[Collected data]
--- START ---
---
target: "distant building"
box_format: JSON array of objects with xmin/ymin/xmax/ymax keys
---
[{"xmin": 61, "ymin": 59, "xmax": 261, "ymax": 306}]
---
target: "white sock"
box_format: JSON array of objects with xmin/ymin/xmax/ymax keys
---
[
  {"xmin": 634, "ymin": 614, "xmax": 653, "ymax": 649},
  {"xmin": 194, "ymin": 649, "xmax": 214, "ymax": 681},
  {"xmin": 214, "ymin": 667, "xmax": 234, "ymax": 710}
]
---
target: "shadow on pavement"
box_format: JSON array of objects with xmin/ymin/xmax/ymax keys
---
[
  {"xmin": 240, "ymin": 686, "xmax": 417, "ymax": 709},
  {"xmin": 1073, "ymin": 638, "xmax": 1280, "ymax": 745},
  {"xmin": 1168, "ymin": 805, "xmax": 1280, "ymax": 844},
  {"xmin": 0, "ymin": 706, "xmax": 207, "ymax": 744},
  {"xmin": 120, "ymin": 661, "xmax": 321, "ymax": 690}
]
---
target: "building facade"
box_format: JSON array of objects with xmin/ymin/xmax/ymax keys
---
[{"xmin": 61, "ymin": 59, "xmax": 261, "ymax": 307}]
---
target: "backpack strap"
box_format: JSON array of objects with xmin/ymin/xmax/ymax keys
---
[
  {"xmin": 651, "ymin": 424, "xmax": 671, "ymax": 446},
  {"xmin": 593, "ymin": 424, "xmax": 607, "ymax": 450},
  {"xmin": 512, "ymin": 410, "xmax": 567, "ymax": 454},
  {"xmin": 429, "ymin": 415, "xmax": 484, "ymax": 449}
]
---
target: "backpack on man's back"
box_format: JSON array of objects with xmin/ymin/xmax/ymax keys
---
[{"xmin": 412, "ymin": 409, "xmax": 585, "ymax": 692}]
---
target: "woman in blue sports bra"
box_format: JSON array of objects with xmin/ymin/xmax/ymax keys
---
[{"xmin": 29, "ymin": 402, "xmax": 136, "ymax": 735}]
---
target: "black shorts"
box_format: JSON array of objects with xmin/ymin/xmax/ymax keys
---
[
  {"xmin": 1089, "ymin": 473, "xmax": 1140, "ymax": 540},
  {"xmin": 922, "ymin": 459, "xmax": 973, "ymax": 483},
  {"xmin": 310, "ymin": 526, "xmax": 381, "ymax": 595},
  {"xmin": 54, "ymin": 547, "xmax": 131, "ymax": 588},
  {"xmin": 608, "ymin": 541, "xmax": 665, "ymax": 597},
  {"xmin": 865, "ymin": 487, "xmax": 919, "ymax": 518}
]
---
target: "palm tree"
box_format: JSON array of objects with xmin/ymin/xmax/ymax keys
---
--- END ---
DESCRIPTION OF THE TASK =
Go through the data above and copy each line that holds the word "backpack".

WRITTEN SOLUTION =
target: "backpack strap"
target: "backpack on man's back"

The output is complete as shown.